### WHAT YOU SHOULD DO
According to the passage on anti-malarial drug targets, for the treatment of which disease has DHODH already been successfully exploited as a drug target?
───── TEXT BLOCK
The malarial parasite infects 10% of the world population and is responsible for 2-4 million deaths in over 80 nations each year. The wide-spread emergence of drug resistance to the parasite severely limits treatment options, and there is a clear need to develop new anti-malarial agents. Unlike mammalian cells, the malaria parasite cannot salvage preformed pyrimidine bases or nucleosides, and pyrimidines are exclusively synthesized by the de novo pathway. The importance of the pyrimidine biosynthetic pathway to the survival of the malarial parasite is demonstrated by the finding that dihydrofolate reductase is a validated target for the treatment of the parasite. For these reasons any of the key enzymes in the pathway are potential drug targets. However, several factors make the fourth step, catalyzed by dihydroorotate dehydrogenase (DHODH) particularly attractive. DHODH has been successfully exploited as a drug target for the treatment of rheumatoid arthritis. The enzyme has been well characterized from a number of bacterial and eukaryotic sources. X-ray structures are available for several family members, and a larger number of inhibitors have been generated. The inhibitor and crystallographic data suggest that the enzymes from different species have very divergent inhibitor binding sites, and species selective inhibitors has been reported for human and several bacterial enzymes.
──────────
───── DATA
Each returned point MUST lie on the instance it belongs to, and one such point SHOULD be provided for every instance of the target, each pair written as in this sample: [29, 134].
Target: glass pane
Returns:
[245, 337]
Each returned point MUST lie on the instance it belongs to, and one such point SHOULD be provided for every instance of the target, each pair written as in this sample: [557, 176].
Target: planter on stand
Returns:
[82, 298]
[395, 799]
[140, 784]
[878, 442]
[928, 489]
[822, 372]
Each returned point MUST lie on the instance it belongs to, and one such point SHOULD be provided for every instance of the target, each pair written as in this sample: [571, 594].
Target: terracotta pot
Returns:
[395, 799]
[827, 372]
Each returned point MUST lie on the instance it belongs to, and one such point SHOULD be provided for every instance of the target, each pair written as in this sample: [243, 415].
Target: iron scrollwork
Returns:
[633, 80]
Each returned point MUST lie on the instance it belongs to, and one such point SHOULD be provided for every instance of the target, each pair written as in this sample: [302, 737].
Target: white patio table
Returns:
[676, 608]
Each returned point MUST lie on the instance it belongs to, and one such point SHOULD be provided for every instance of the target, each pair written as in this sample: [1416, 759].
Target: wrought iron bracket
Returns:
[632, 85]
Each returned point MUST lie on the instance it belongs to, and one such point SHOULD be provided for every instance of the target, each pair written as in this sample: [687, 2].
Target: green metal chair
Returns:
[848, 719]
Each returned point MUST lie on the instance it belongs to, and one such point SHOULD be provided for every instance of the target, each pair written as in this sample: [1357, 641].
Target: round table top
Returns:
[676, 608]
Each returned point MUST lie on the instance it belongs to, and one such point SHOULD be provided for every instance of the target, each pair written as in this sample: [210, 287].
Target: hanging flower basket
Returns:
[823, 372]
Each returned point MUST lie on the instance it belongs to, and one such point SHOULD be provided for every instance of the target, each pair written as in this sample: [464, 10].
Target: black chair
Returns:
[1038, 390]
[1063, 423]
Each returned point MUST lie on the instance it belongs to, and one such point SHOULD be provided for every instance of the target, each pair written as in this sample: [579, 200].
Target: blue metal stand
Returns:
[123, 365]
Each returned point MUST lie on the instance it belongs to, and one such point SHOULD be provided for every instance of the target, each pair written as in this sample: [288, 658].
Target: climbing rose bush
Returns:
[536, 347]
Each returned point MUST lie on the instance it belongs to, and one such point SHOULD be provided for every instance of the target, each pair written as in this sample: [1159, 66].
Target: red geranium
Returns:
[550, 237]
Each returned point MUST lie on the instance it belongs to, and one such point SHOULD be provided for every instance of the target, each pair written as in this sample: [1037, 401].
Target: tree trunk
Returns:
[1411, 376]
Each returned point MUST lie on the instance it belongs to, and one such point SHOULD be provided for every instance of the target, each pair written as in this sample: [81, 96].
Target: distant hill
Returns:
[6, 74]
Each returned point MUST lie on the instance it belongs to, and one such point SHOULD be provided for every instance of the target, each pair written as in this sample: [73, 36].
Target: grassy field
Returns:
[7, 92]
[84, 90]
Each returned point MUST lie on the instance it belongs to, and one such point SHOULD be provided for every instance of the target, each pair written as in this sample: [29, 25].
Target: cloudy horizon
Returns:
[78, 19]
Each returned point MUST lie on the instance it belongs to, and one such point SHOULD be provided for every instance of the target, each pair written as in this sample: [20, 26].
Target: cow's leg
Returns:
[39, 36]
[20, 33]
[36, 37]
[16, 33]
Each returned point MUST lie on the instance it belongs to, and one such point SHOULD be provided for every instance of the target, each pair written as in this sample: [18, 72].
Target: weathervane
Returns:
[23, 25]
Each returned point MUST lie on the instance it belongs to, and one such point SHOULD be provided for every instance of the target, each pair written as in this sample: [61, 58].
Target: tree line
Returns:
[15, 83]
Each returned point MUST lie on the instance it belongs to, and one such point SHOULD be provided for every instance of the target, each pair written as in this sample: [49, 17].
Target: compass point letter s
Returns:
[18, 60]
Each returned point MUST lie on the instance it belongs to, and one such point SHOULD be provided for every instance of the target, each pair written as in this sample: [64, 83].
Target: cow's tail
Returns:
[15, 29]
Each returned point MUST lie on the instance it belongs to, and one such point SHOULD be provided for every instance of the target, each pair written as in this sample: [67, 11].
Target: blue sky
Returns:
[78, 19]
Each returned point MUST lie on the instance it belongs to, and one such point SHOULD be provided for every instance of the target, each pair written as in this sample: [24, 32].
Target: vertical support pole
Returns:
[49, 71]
──────────
### FINISHED TASK
Rheumatoid arthritis.